▶ _Exercise details_:
Give all of the records again. Match them exactly.

▶ _Data shown_:
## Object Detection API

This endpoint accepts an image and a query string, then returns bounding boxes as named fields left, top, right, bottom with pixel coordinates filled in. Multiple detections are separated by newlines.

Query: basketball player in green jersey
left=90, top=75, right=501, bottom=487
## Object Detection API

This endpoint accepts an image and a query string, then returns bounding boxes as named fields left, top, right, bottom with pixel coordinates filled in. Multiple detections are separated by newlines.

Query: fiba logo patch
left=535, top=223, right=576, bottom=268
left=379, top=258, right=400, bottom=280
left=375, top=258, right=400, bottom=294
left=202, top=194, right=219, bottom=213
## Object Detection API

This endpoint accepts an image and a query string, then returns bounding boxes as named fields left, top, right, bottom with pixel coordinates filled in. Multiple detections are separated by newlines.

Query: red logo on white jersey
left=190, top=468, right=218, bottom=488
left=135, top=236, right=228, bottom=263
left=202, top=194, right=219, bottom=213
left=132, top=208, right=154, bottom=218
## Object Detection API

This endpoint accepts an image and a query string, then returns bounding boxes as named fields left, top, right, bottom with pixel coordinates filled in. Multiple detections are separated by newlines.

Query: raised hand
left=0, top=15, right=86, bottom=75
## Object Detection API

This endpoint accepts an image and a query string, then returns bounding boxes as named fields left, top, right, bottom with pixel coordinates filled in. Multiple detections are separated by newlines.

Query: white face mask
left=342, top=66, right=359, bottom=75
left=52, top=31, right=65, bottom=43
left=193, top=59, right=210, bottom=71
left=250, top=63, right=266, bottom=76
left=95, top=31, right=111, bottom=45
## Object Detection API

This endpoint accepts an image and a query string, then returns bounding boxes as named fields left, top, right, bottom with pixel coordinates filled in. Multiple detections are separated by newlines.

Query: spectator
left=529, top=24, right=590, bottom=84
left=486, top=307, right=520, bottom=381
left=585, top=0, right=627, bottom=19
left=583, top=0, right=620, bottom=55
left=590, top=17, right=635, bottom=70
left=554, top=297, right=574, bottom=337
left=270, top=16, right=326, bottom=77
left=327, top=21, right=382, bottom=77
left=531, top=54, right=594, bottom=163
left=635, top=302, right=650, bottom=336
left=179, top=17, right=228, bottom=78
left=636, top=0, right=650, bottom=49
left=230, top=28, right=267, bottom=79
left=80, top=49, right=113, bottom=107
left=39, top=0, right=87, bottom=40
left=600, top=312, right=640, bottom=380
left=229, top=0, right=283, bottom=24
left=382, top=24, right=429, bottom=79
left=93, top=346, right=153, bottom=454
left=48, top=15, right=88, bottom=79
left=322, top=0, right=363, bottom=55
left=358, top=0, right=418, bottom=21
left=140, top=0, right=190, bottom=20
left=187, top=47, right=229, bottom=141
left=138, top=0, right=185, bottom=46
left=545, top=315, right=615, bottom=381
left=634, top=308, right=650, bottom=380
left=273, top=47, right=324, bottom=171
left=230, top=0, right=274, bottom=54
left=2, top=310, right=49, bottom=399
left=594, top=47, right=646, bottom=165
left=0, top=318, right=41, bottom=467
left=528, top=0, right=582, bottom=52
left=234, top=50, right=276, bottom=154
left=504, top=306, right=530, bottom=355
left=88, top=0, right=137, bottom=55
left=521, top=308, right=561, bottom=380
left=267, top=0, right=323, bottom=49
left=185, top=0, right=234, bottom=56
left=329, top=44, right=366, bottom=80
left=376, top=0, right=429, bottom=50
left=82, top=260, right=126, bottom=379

▶ _Output for this exercise_:
## Object Detection API

This endpoint accepts an image and a query string, then returns bounding boxes as named fields left, top, right, bottom with pixel coordinates filled in. Multiple detections are separated by newlines.

Query: basketball player in green jersey
left=90, top=75, right=501, bottom=487
## Object Detection API

This endpoint accepts an image and a query string, then returns bounding boxes as named fields left, top, right, bottom with pixel coordinates filled in. Multiple detections are separated by newlines.

Query: fiba logo patch
left=535, top=223, right=576, bottom=268
left=379, top=258, right=400, bottom=280
left=375, top=258, right=400, bottom=294
left=202, top=194, right=219, bottom=213
## Object Detection API

This endpoint accepts an image and a query string, then returns bounding boxes as named fields left, top, right, bottom with pixel coordinates filled in. Multiple detections are separated by newlines.

Query: red logo on white jersey
left=190, top=468, right=218, bottom=488
left=135, top=236, right=228, bottom=263
left=202, top=194, right=219, bottom=213
left=132, top=208, right=154, bottom=218
## Object Detection API

This endpoint accepts an image and a query string, then returns bounding boxes as named fields left, top, right, bottom with pixel coordinates filled in. Multiple detections are separated by newlines.

Query: raised hand
left=0, top=15, right=86, bottom=75
## Object Detection API

This endpoint accepts an image and a query string, then returns bounding boxes as named fields left, top, right, bottom with pixel coordinates filled in. Multiple detections are separated by newlines.

Query: white face mask
left=342, top=66, right=359, bottom=75
left=52, top=31, right=65, bottom=43
left=193, top=59, right=210, bottom=71
left=250, top=63, right=266, bottom=76
left=95, top=31, right=111, bottom=45
## Object Detection API

This endpoint accepts an image and a query string, then returns bounding boxes as named fields left, top, right, bottom with pixel coordinates filled in. Multiple detections are separated by newlines.

Query: spectator
left=529, top=24, right=590, bottom=84
left=486, top=307, right=520, bottom=381
left=585, top=0, right=627, bottom=19
left=583, top=0, right=620, bottom=55
left=590, top=17, right=635, bottom=70
left=554, top=297, right=574, bottom=337
left=270, top=16, right=326, bottom=77
left=327, top=21, right=382, bottom=77
left=531, top=54, right=594, bottom=163
left=635, top=302, right=650, bottom=336
left=179, top=17, right=228, bottom=78
left=636, top=0, right=650, bottom=49
left=230, top=28, right=267, bottom=79
left=80, top=49, right=113, bottom=107
left=39, top=0, right=87, bottom=40
left=600, top=312, right=640, bottom=380
left=229, top=0, right=283, bottom=24
left=382, top=24, right=429, bottom=79
left=93, top=346, right=153, bottom=454
left=48, top=15, right=88, bottom=79
left=322, top=0, right=363, bottom=55
left=358, top=0, right=418, bottom=21
left=140, top=0, right=190, bottom=20
left=187, top=47, right=229, bottom=141
left=138, top=0, right=185, bottom=46
left=545, top=315, right=615, bottom=381
left=634, top=308, right=650, bottom=380
left=273, top=47, right=324, bottom=171
left=230, top=0, right=274, bottom=54
left=2, top=310, right=49, bottom=399
left=594, top=47, right=646, bottom=165
left=0, top=318, right=41, bottom=467
left=528, top=0, right=582, bottom=52
left=234, top=50, right=276, bottom=154
left=504, top=306, right=530, bottom=355
left=88, top=0, right=137, bottom=55
left=521, top=308, right=561, bottom=380
left=267, top=0, right=323, bottom=49
left=185, top=0, right=234, bottom=56
left=329, top=44, right=366, bottom=80
left=376, top=0, right=429, bottom=50
left=82, top=260, right=126, bottom=379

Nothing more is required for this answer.